Coordinate annotation items:
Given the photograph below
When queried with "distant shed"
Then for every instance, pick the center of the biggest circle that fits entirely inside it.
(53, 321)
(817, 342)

TASK OBJECTIVE » Shift every coordinate in the items above by adding 102 to each number in the answers, then write out all the lines again with the requests included.

EXERCISE ANSWER »
Given the photograph below
When queried with "distant shed"
Then for every instance, pick the center of the biggest circle that fits entirely inside it.
(155, 423)
(919, 444)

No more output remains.